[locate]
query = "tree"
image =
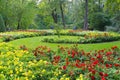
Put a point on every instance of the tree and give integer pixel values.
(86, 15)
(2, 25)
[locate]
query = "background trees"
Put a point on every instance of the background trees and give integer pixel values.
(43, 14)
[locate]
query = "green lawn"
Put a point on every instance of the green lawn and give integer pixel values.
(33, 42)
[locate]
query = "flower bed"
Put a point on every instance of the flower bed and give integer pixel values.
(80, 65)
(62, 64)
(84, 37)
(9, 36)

---

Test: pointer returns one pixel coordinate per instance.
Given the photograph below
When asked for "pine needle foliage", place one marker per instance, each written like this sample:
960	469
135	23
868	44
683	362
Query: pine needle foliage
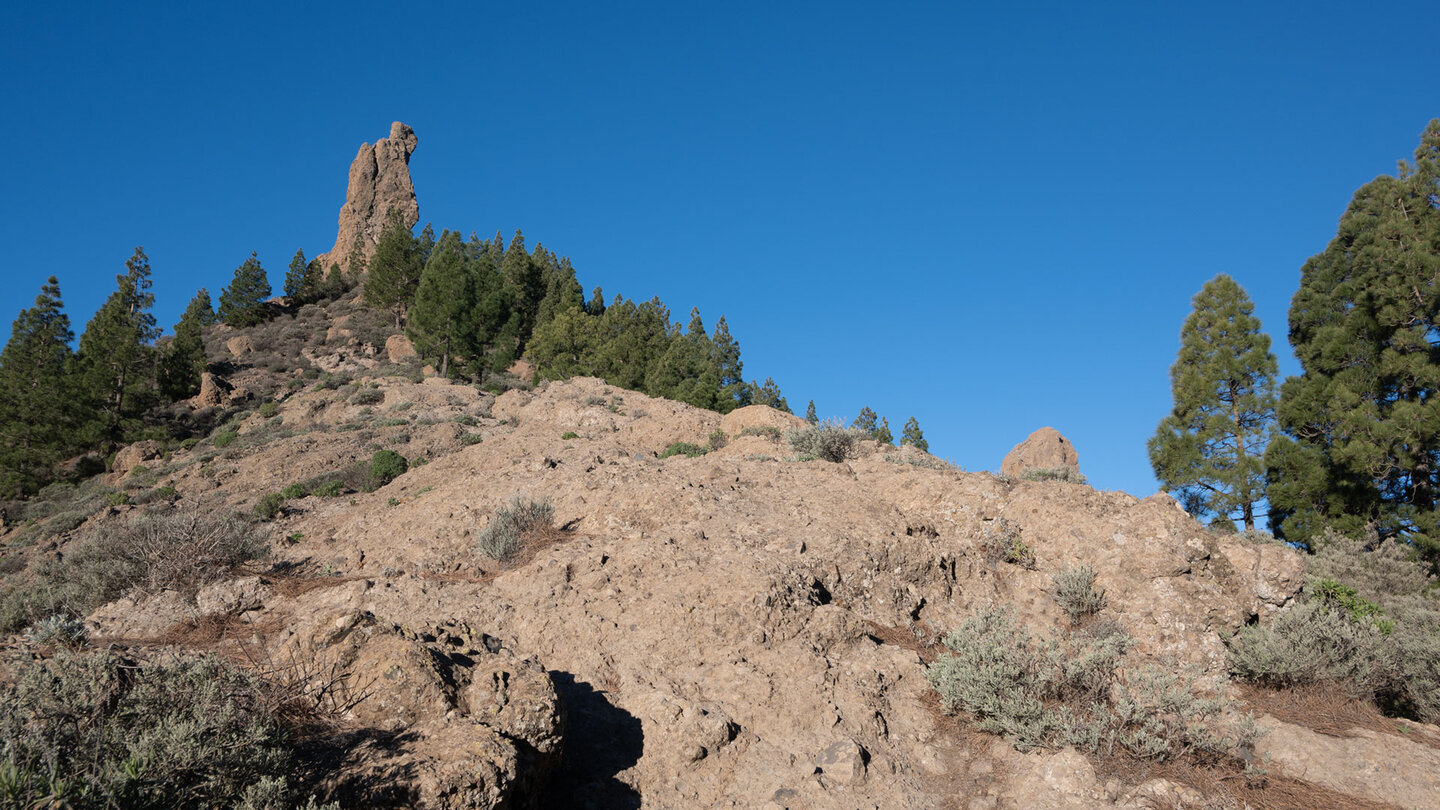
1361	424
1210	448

* _YOUR OBJECTIVE_:
Identify each line in the data above that contains the string "flower", and copy those lines in full. Case counts.

* _PROBLEM SOLUTION_:
query = "flower bed"
Put a point on every instance of the flower bed and give integer pixel values.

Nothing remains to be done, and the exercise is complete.